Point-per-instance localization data
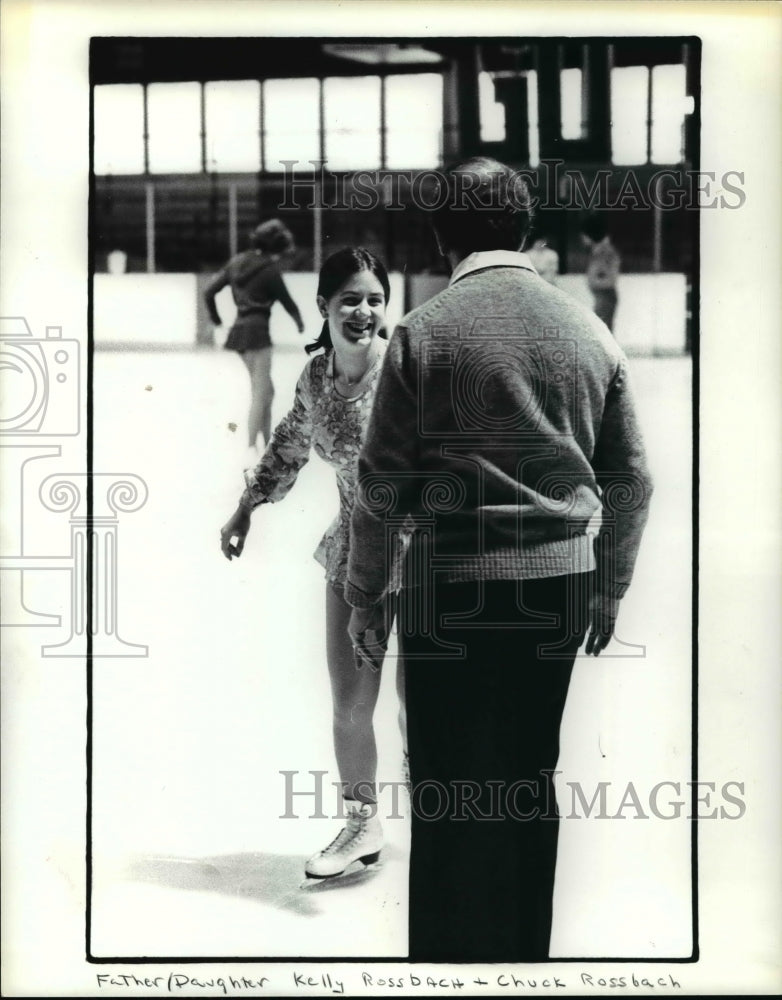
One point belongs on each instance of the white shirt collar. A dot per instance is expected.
(490, 258)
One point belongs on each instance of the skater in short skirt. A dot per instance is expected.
(330, 412)
(256, 284)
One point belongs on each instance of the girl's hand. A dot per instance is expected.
(234, 533)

:: EXERCISE DIRECTIONS ::
Reproduce the line containing "One point belongs on each instance of the skater" and every line after it. Stop at the last line of the records, and add nothing.

:: TASK ANSWER ::
One point belongs on each instance of the skater in short skirt. A dot per instance is expected.
(330, 412)
(256, 284)
One point belongs on each instance of the girl's hand. A dot per instance is expected.
(234, 533)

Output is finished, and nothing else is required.